=== Objectives ===
a. Answer these questions from the case summary:
(i) On what date did the trial court order the plaintiff to lodge the administrative record?
(ii) What did the trial court find about the attorney's conduct when it denied discretionary relief?
(iii) What did the Court of Appeal direct regarding the judgment in the defendant's favor?
b. Reproduce the passage of the case summary that opens with the words containing "In a published" and closes with "2017) 10 Cal.App.5th 993.".

=== Text ===
________________________________________

In a published opinion filed April 13, 2017, the Court of Appeal for the Second Appellate District, Division 5, held that Code of Civil Procedure (“CCP”) § 473(b)’s provisions allowing mandatory relief upon an attorney’s sworn affidavit of mistake do not extend beyond the “dismissal[s]” and “default judgment[s]” referenced in the statute’s plain language.  Specifically, the Court held they did not extend to a judgment entered in favor of a defendant in a CEQA action because the plaintiff’s attorney failed to lodge the certified administrative record and therefore failed to meet plaintiff’s burden of proof.  The Urban Wildlands Group, Inc. v. City of Los Angeles, et al. (2d Dist., Div. 5, 2017) 10 Cal.App.5th 993.

Plaintiff sued defendant City of Los Angeles, Bureau of Street Lighting, challenging defendant’s determination that its project approving use of light emitting diode replacement lights was exempt from CEQA.  Pursuant to the parties’ agreed arrangement, the trial court ordered plaintiff to lodge the administrative record on May 28, 2015.  The record was not lodged due to a mistake by plaintiff’s attorney’s new legal assistant – who believed defendant’s notice of certification meant the record had been lodged – and the attorney’s failure to follow up.  The matter was fully briefed, defendant submitted record excerpts, and a merits hearing was held July 8, 2015.  Plaintiff’s counsel’s motion to continue the hearing was denied, and the trial court adopted its tentative ruling denying the Petition, ruling “plaintiff could not support its arguments because it failed to lodge the administrative record.”  Judgment was so entered.

Plaintiff’s attorney moved for both discretionary and mandatory relief under CCP § 473(b).  The trial court denied discretionary relief, finding the attorney’s “conduct did not rise to the level of excusable neglect,” but granted mandatory relief based on the attorney’s and paralegal’s sworn declarations attesting to the errors that caused plaintiff to “lose its day in court.”

Reviewing the issue of statutory interpretation de novo, and noting there was no dispute regarding the attorney affidavit’s accuracy, the Court of Appeal reversed the order setting aside the judgment and directed that the judgment in defendant’s favor be reinstated.

CCP § 473(b) states in relevant part:  “Notwithstanding any other requirements of this section, the court shall, whenever an application for relief is made no more than six months after entry of judgment, is in proper form, and is accompanied by an attorney’s sworn affidavit attesting to his or her mistake, inadvertence, surprise, or neglect, vacate any… (2) resulting default judgment or dismissal entered against his or her client.”  Noting a split in appellate authority regarding the meaning of “default judgment” and “dismissal” as used in the statute, the Court followed the holdings of “[n]umerous Courts of Appeal” that “dismissal” and “default judgment” mean only that and should not be expanded to include other judgments.”  It rejected the “second much less numerous line of cases” (including two from its own division) which applied a broader definition and held CCP 473(b)’s “mandatory relief provisions [applicable] to judgments that are the procedural equivalents of defaults, default judgments, or dismissal.”  The Court found the first line of authority was better reasoned, and most faithful to the statute’s legislative purpose – “to give plaintiffs the functional equivalent of the “default’ provision for defendants” – and its plain unambiguous language, which was limited to default judgments and dismissals.  Quoting a dissenting opinion from the minority line of cases, the Court agreed that “to read the mandatory provision of … section 473 to apply whenever a party loses his or her day in court due to attorney error goes far beyond anything the Legislature has done.”  Rather than constituting “a catch-all remedy for every case of poor judgment on the part of counsel that results in dismissal,” the statute applies only to “those parties [who lose their day in court by] … fail[ing] to respond to a dismissal motion because of an attorney’s error.”

________________________________________

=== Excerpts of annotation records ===

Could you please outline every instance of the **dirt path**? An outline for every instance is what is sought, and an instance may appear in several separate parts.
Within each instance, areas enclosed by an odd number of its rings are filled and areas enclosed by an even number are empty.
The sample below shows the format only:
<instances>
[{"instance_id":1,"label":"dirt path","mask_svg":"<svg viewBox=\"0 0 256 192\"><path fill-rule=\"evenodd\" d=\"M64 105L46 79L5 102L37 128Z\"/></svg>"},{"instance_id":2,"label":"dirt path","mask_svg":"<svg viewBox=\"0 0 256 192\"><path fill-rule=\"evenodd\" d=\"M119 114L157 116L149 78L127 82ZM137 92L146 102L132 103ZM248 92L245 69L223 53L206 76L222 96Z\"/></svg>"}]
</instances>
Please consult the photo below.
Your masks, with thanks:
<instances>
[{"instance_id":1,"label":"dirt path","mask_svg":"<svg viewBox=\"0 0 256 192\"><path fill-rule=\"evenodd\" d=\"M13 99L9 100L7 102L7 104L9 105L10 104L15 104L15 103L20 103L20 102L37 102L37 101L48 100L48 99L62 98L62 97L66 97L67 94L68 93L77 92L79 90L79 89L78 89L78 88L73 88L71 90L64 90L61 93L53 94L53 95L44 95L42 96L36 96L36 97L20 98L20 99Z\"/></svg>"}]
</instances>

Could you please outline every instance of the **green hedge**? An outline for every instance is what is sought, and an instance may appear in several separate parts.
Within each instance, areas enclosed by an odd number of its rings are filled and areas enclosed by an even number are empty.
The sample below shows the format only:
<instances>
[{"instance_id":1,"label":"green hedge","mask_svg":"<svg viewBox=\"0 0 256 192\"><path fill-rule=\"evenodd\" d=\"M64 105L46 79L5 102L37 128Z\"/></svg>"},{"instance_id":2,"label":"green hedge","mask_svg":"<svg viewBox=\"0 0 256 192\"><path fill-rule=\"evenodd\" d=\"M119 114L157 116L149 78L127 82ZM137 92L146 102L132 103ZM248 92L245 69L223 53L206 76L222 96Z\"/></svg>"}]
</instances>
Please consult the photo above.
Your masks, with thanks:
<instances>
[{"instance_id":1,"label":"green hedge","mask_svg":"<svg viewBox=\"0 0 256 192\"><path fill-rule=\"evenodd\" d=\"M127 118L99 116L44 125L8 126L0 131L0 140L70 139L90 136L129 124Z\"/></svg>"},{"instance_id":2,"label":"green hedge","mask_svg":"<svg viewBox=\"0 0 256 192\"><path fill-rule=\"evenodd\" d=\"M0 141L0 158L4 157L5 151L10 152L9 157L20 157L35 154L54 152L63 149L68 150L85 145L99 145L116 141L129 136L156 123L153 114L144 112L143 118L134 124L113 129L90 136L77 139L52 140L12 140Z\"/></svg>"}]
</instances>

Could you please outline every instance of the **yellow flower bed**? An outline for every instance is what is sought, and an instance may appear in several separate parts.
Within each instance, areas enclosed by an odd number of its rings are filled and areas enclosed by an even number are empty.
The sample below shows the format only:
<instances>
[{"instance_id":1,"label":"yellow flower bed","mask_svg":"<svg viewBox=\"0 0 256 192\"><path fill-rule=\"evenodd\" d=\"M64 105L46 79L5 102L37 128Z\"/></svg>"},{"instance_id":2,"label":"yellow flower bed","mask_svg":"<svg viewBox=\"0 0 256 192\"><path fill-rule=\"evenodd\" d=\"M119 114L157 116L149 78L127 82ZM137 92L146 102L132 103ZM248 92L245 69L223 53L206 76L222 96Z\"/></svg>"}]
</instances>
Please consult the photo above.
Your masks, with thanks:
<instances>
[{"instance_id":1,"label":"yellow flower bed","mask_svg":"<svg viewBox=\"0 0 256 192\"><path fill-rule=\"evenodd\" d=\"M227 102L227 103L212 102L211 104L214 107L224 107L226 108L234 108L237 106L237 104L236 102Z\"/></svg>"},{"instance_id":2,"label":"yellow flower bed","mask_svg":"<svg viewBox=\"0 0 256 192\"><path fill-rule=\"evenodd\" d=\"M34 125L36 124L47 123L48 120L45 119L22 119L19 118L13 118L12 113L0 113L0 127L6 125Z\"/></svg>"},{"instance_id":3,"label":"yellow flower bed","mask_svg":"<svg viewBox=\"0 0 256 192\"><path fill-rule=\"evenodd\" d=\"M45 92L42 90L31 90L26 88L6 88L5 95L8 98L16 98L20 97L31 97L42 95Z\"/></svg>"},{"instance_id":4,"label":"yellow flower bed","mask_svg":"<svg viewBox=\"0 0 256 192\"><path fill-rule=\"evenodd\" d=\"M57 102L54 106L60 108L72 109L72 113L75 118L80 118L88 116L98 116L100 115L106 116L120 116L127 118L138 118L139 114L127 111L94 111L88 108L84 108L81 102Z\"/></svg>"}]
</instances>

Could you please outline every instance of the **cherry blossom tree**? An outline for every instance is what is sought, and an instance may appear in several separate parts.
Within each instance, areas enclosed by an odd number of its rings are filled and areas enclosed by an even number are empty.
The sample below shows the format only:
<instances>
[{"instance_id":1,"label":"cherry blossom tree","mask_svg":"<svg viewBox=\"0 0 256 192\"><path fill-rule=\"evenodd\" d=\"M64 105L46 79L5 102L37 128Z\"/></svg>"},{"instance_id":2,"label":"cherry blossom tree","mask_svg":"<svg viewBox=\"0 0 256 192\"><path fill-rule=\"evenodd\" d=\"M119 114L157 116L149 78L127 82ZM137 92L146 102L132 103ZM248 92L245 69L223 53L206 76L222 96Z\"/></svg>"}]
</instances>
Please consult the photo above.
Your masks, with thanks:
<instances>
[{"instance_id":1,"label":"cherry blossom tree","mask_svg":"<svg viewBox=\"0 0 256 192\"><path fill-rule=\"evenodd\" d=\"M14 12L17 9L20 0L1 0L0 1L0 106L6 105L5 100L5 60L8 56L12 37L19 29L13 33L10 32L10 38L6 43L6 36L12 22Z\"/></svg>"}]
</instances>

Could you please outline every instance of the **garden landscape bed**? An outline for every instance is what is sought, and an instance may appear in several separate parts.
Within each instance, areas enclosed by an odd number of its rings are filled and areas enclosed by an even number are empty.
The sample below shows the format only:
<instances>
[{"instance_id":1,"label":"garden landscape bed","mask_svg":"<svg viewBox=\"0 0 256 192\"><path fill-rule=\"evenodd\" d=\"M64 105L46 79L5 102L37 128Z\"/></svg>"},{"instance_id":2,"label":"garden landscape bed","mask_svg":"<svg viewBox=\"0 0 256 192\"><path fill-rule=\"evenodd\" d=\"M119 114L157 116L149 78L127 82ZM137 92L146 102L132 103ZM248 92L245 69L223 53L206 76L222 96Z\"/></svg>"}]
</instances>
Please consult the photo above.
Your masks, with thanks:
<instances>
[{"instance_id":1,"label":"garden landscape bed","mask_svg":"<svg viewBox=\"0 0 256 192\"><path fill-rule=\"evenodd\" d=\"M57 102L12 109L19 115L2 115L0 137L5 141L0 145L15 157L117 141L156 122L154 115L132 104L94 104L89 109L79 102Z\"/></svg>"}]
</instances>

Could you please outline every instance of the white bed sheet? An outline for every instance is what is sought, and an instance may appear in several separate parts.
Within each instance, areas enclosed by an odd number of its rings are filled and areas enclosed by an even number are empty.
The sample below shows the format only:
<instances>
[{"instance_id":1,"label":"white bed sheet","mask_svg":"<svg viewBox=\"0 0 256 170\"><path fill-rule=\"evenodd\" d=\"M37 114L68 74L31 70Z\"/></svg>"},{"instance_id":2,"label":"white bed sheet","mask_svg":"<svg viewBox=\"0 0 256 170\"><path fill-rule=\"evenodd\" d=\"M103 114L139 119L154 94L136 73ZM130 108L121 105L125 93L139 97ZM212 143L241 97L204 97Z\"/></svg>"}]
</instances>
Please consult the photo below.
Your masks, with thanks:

________________________________________

=== Final results ===
a.
(i) May 28, 2015.
(ii) The court found that the conduct "did not rise to the level of excusable neglect."
(iii) The court directed that the judgment be reinstated.

b.
In a published opinion filed April 13, 2017, the Court of Appeal for the Second Appellate District, Division 5, held that Code of Civil Procedure (“CCP”) § 473(b)’s provisions allowing mandatory relief upon an attorney’s sworn affidavit of mistake do not extend beyond the “dismissal[s]” and “default judgment[s]” referenced in the statute’s plain language.  Specifically, the Court held they did not extend to a judgment entered in favor of a defendant in a CEQA action because the plaintiff’s attorney failed to lodge the certified administrative record and therefore failed to meet plaintiff’s burden of proof.  The Urban Wildlands Group, Inc. v. City of Los Angeles, et al. (2d Dist., Div. 5, 2017) 10 Cal.App.5th 993.